### TASKS
A: From the district planning meeting passage below, transcribe the text between "Armed with green, purple" and "patterns and issues.", inclusive.
B: In the district planning meeting passage below, which three areas of the district are listed on the National Register of Historic Districts?
C: Pick up the district planning meeting passage below after its final sentence and write what comes next.

### PAGE EXCERPT
****

An Opportunity for Residents to Make Change

At the overspill table, which sat empty before the capacity crowd dictated otherwise, Meloney, Cousar and West Park neighbors pore over a district map big enough to function as a tablecloth.

Armed with green, purple and red markers, they brainstorm, compliment, complain and identify physical challenges and barriers encountered in their communities, issues they want the city to address, things they want more of in town and things they love most about the place they call home.

Home to The Philadelphia Zoo, Memorial Hall and Fairmount Park, the district is comprised of West Parkside, Cathedral Park, Wynnefield, Belmont Village, Wynnefield Heights and East Parkside. Overbrook Farms, Green Hill Farms and Overbrook Park are also included in the district, and all three are listed on the National Register of Historic Districts. Based on the 2010 Census data, districts' geographies are neighborhoods grouped together with similar development patterns and issues.

"Breaking out into groups with big maps on tables makes a game out of it with game pieces and markers," says Meloney. "But this is our chance to go through and get the planning process right, change the way planning works in the city for the foreseeable future."

Fanning around the banquet room are city planning managers, staffers and officials embedded at each table elbow-to-elbow with vocal residents eager to talk, be heard and recorded, seizing the opportunity to impact the direction of their environment in the hope that major improvements to their respective communities will last decades.

****

### SOURCE DATA
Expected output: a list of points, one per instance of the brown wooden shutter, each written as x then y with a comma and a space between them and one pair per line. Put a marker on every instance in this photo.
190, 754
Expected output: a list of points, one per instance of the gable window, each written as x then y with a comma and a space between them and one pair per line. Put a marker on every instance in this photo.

****

### RESULTS OF THE TASKS
A:
Armed with green, purple and red markers, they brainstorm, compliment, complain and identify physical challenges and barriers encountered in their communities, issues they want the city to address, things they want more of in town and things they love most about the place they call home.

Home to The Philadelphia Zoo, Memorial Hall and Fairmount Park, the district is comprised of West Parkside, Cathedral Park, Wynnefield, Belmont Village, Wynnefield Heights and East Parkside. Overbrook Farms, Green Hill Farms and Overbrook Park are also included in the district, and all three are listed on the National Register of Historic Districts. Based on the 2010 Census data, districts' geographies are neighborhoods grouped together with similar development patterns and issues.

B: Overbrook Farms, Green Hill Farms and Overbrook Park.

C:
Development projects already underway include 54 properties at 52nd and Parkside Avenue being converted into a mixed-use zone for senior housing, restaurant, retail space, gardens and apartment building, and a new bus turnaround area at 50th Street which will be completed within the next few months.

Living in the district since the late 1970s, Cassandra Savage, 60, resides at the 4800 block of Merion Avenue and actively participates at Meloney's table, contributing experiences and making recommendations next to neighbors that a facilitator documents. She promises she and her friends will better organize before the next public meeting, and expresses frustration for West Park looking down the road.

"I remember that we had the ACME, we had the bank, we had businesses. Now you have too much of nothing here. Everything started going, going, going," she says. "Nobody can fix anything until you bring some things back here. You gotta get people jobs. We as a whole, living in that community, need to put a better effort forward."

"A lot of things that used to be an easy fix years ago the city has made hard today," she continues. "They need to go back to cleaning the alleys every so often; they need the rat patrol."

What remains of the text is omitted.